TASK OBJECTIVE »
Set down, exactly as written, every line from the one containing "Can you find the front wheel?" through the end of the listing.

EXTRACTED MATERIAL »
____
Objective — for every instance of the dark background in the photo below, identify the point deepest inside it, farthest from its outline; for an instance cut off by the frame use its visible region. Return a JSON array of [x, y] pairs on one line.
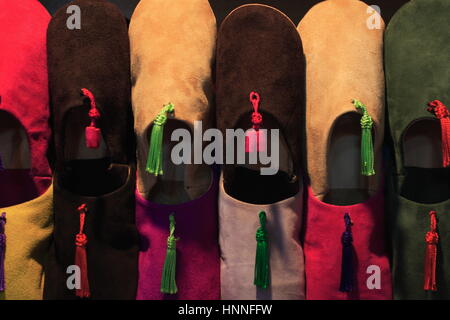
[[295, 9]]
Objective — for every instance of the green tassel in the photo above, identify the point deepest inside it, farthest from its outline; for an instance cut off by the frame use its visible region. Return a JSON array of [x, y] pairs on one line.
[[367, 155], [262, 269], [168, 282], [154, 159]]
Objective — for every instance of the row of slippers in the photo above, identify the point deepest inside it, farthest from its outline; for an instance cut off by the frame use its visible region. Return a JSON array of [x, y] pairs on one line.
[[186, 233]]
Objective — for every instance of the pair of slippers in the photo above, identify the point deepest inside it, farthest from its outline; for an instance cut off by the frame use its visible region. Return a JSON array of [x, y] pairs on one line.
[[26, 215]]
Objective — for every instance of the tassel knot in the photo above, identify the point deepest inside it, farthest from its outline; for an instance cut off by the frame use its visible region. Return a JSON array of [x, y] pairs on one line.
[[262, 267], [154, 159], [431, 239], [367, 153], [2, 250], [93, 133], [347, 256], [441, 112], [81, 256], [168, 281], [254, 139]]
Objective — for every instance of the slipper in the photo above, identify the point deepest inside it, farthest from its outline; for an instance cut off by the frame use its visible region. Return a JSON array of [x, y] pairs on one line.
[[24, 170], [26, 195], [344, 244], [172, 49], [295, 10], [260, 75], [94, 184], [418, 99]]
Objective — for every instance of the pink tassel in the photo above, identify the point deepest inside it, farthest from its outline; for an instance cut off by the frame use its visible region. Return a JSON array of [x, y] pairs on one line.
[[255, 140], [93, 133]]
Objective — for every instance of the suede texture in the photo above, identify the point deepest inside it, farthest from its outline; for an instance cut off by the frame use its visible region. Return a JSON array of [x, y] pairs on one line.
[[95, 57], [258, 49], [198, 261], [24, 88], [28, 230], [344, 62], [417, 55], [324, 226], [238, 222], [387, 7], [180, 75]]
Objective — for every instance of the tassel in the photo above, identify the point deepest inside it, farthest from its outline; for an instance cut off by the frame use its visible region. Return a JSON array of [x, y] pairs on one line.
[[262, 268], [367, 154], [441, 112], [81, 257], [168, 281], [93, 133], [154, 160], [431, 239], [254, 138], [347, 257], [2, 251]]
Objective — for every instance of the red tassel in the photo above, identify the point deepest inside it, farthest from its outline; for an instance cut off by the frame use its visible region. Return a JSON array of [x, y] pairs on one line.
[[81, 257], [255, 140], [93, 133], [441, 112], [431, 239]]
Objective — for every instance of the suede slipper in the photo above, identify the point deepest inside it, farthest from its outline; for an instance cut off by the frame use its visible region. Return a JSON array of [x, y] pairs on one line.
[[197, 275], [344, 244], [24, 113], [417, 76], [95, 167], [28, 230], [26, 224], [387, 8], [125, 6], [239, 223], [259, 50], [336, 25], [182, 78], [295, 10]]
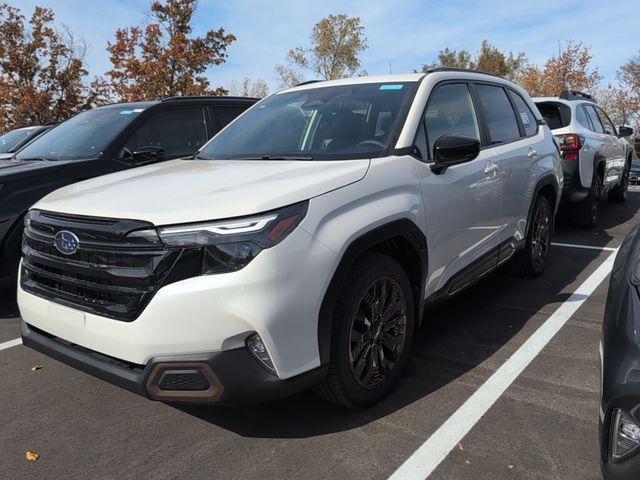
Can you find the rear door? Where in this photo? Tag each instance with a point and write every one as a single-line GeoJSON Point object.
{"type": "Point", "coordinates": [605, 146]}
{"type": "Point", "coordinates": [462, 203]}
{"type": "Point", "coordinates": [615, 144]}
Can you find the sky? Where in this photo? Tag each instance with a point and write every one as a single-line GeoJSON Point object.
{"type": "Point", "coordinates": [402, 34]}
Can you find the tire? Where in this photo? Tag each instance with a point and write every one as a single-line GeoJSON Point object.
{"type": "Point", "coordinates": [618, 194]}
{"type": "Point", "coordinates": [365, 364]}
{"type": "Point", "coordinates": [531, 261]}
{"type": "Point", "coordinates": [589, 210]}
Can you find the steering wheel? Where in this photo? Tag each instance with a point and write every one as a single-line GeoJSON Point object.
{"type": "Point", "coordinates": [370, 142]}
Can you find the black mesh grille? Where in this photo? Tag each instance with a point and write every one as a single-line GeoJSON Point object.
{"type": "Point", "coordinates": [111, 274]}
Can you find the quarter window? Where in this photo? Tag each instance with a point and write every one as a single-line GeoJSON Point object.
{"type": "Point", "coordinates": [609, 129]}
{"type": "Point", "coordinates": [500, 117]}
{"type": "Point", "coordinates": [527, 118]}
{"type": "Point", "coordinates": [450, 112]}
{"type": "Point", "coordinates": [595, 121]}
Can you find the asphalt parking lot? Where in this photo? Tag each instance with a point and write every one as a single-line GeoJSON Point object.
{"type": "Point", "coordinates": [544, 426]}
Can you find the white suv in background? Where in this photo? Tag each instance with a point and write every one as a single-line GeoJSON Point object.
{"type": "Point", "coordinates": [595, 158]}
{"type": "Point", "coordinates": [300, 246]}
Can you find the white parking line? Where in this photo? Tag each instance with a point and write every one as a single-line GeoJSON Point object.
{"type": "Point", "coordinates": [432, 452]}
{"type": "Point", "coordinates": [585, 247]}
{"type": "Point", "coordinates": [10, 343]}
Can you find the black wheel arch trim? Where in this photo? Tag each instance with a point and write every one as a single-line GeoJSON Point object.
{"type": "Point", "coordinates": [404, 229]}
{"type": "Point", "coordinates": [545, 181]}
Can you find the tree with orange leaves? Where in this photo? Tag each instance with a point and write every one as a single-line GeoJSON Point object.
{"type": "Point", "coordinates": [163, 60]}
{"type": "Point", "coordinates": [570, 69]}
{"type": "Point", "coordinates": [41, 70]}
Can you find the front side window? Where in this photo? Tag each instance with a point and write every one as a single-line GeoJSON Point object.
{"type": "Point", "coordinates": [595, 121]}
{"type": "Point", "coordinates": [178, 131]}
{"type": "Point", "coordinates": [499, 115]}
{"type": "Point", "coordinates": [450, 112]}
{"type": "Point", "coordinates": [320, 123]}
{"type": "Point", "coordinates": [81, 137]}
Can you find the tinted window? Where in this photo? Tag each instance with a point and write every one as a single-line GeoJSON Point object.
{"type": "Point", "coordinates": [84, 136]}
{"type": "Point", "coordinates": [319, 123]}
{"type": "Point", "coordinates": [555, 114]}
{"type": "Point", "coordinates": [179, 131]}
{"type": "Point", "coordinates": [595, 121]}
{"type": "Point", "coordinates": [606, 122]}
{"type": "Point", "coordinates": [527, 118]}
{"type": "Point", "coordinates": [450, 112]}
{"type": "Point", "coordinates": [582, 119]}
{"type": "Point", "coordinates": [499, 115]}
{"type": "Point", "coordinates": [223, 116]}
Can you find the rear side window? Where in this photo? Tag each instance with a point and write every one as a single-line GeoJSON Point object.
{"type": "Point", "coordinates": [223, 116]}
{"type": "Point", "coordinates": [450, 112]}
{"type": "Point", "coordinates": [609, 129]}
{"type": "Point", "coordinates": [499, 115]}
{"type": "Point", "coordinates": [582, 118]}
{"type": "Point", "coordinates": [527, 118]}
{"type": "Point", "coordinates": [597, 126]}
{"type": "Point", "coordinates": [179, 131]}
{"type": "Point", "coordinates": [555, 114]}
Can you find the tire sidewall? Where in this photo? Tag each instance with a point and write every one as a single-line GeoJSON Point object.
{"type": "Point", "coordinates": [368, 270]}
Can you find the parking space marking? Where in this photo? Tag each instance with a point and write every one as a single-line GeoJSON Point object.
{"type": "Point", "coordinates": [436, 448]}
{"type": "Point", "coordinates": [11, 343]}
{"type": "Point", "coordinates": [585, 247]}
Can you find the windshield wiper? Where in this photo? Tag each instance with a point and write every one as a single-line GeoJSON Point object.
{"type": "Point", "coordinates": [38, 159]}
{"type": "Point", "coordinates": [276, 157]}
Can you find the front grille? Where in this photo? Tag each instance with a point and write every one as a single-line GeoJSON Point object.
{"type": "Point", "coordinates": [111, 274]}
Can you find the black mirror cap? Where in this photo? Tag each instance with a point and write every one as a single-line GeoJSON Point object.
{"type": "Point", "coordinates": [625, 131]}
{"type": "Point", "coordinates": [453, 149]}
{"type": "Point", "coordinates": [147, 152]}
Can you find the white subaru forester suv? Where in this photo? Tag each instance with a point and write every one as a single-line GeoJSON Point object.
{"type": "Point", "coordinates": [300, 246]}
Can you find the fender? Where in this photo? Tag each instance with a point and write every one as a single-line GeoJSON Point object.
{"type": "Point", "coordinates": [547, 180]}
{"type": "Point", "coordinates": [400, 229]}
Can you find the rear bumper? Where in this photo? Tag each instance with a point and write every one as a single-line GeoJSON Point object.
{"type": "Point", "coordinates": [228, 377]}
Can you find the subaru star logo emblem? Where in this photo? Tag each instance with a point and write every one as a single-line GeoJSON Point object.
{"type": "Point", "coordinates": [66, 242]}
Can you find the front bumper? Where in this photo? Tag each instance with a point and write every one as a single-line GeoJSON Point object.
{"type": "Point", "coordinates": [229, 377]}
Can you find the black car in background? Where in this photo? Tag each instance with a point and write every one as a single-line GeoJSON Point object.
{"type": "Point", "coordinates": [620, 352]}
{"type": "Point", "coordinates": [101, 141]}
{"type": "Point", "coordinates": [16, 139]}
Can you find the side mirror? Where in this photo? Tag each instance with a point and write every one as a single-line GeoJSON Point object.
{"type": "Point", "coordinates": [147, 153]}
{"type": "Point", "coordinates": [453, 149]}
{"type": "Point", "coordinates": [625, 131]}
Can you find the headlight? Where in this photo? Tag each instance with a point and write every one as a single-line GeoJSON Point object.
{"type": "Point", "coordinates": [229, 245]}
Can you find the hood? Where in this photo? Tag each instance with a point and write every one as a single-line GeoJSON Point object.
{"type": "Point", "coordinates": [16, 169]}
{"type": "Point", "coordinates": [183, 191]}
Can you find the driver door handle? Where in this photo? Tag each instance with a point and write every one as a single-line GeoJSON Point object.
{"type": "Point", "coordinates": [490, 168]}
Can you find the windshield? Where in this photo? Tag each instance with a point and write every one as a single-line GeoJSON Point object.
{"type": "Point", "coordinates": [10, 139]}
{"type": "Point", "coordinates": [324, 123]}
{"type": "Point", "coordinates": [85, 135]}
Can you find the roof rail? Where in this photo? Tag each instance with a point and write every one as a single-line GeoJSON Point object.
{"type": "Point", "coordinates": [204, 97]}
{"type": "Point", "coordinates": [575, 95]}
{"type": "Point", "coordinates": [456, 69]}
{"type": "Point", "coordinates": [308, 82]}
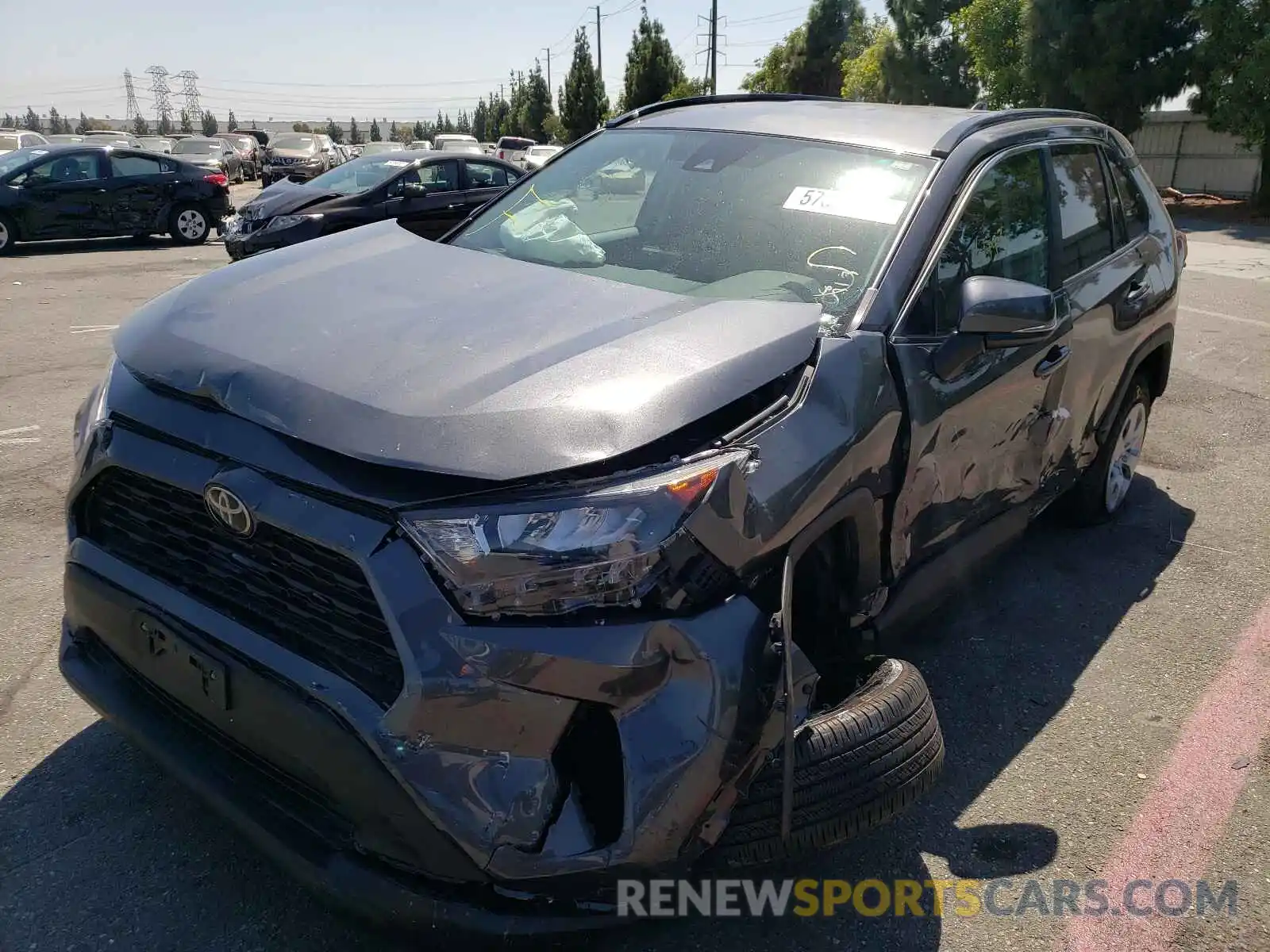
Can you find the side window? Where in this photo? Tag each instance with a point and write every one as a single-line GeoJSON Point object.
{"type": "Point", "coordinates": [64, 168]}
{"type": "Point", "coordinates": [1133, 203]}
{"type": "Point", "coordinates": [1083, 211]}
{"type": "Point", "coordinates": [486, 175]}
{"type": "Point", "coordinates": [126, 167]}
{"type": "Point", "coordinates": [1003, 232]}
{"type": "Point", "coordinates": [441, 177]}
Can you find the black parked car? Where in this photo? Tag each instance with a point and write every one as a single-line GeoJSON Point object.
{"type": "Point", "coordinates": [433, 194]}
{"type": "Point", "coordinates": [468, 575]}
{"type": "Point", "coordinates": [211, 154]}
{"type": "Point", "coordinates": [86, 190]}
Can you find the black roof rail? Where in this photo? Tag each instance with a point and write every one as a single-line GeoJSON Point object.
{"type": "Point", "coordinates": [723, 98]}
{"type": "Point", "coordinates": [981, 120]}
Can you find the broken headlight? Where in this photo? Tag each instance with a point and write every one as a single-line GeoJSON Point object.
{"type": "Point", "coordinates": [613, 546]}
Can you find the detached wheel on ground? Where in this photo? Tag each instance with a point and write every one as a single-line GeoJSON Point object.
{"type": "Point", "coordinates": [855, 767]}
{"type": "Point", "coordinates": [1103, 488]}
{"type": "Point", "coordinates": [8, 235]}
{"type": "Point", "coordinates": [188, 225]}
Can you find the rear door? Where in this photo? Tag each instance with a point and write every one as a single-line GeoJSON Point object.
{"type": "Point", "coordinates": [1106, 277]}
{"type": "Point", "coordinates": [137, 192]}
{"type": "Point", "coordinates": [979, 431]}
{"type": "Point", "coordinates": [483, 182]}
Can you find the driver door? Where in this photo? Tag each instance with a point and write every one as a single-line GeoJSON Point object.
{"type": "Point", "coordinates": [441, 206]}
{"type": "Point", "coordinates": [982, 427]}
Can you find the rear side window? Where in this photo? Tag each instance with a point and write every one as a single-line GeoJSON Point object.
{"type": "Point", "coordinates": [1083, 209]}
{"type": "Point", "coordinates": [124, 167]}
{"type": "Point", "coordinates": [1003, 232]}
{"type": "Point", "coordinates": [1133, 203]}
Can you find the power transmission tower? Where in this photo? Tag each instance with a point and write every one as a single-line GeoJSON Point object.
{"type": "Point", "coordinates": [160, 92]}
{"type": "Point", "coordinates": [133, 111]}
{"type": "Point", "coordinates": [190, 89]}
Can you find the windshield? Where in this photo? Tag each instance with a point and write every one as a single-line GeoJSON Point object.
{"type": "Point", "coordinates": [359, 175]}
{"type": "Point", "coordinates": [198, 146]}
{"type": "Point", "coordinates": [292, 143]}
{"type": "Point", "coordinates": [722, 215]}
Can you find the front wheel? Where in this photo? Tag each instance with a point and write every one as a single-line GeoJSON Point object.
{"type": "Point", "coordinates": [8, 235]}
{"type": "Point", "coordinates": [1102, 490]}
{"type": "Point", "coordinates": [188, 225]}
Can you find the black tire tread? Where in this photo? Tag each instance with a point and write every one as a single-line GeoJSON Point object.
{"type": "Point", "coordinates": [855, 767]}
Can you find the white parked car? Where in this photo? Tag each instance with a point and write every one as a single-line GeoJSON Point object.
{"type": "Point", "coordinates": [537, 156]}
{"type": "Point", "coordinates": [13, 140]}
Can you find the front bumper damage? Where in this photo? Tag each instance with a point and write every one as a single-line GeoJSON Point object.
{"type": "Point", "coordinates": [518, 771]}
____
REPLY »
Can you find the front wheel? Where in this photo? Tag each instance with a point and write every one as a single-line GeoJSON Point object.
{"type": "Point", "coordinates": [8, 235]}
{"type": "Point", "coordinates": [1102, 490]}
{"type": "Point", "coordinates": [188, 225]}
Can you find the black tire tread? Where in this photo? Tag each instance with a point and write every one as a single-line GeoJSON Point object.
{"type": "Point", "coordinates": [855, 767]}
Can you find the white parked car? Where in this photo? Tag each instance with a point and write every one as a single-line GeoJSON Point object.
{"type": "Point", "coordinates": [537, 156]}
{"type": "Point", "coordinates": [13, 140]}
Can you find the front bumper damage? Where in this photo? Tag each instance with a point and write every one as a single-line GeoJSON Point object.
{"type": "Point", "coordinates": [518, 771]}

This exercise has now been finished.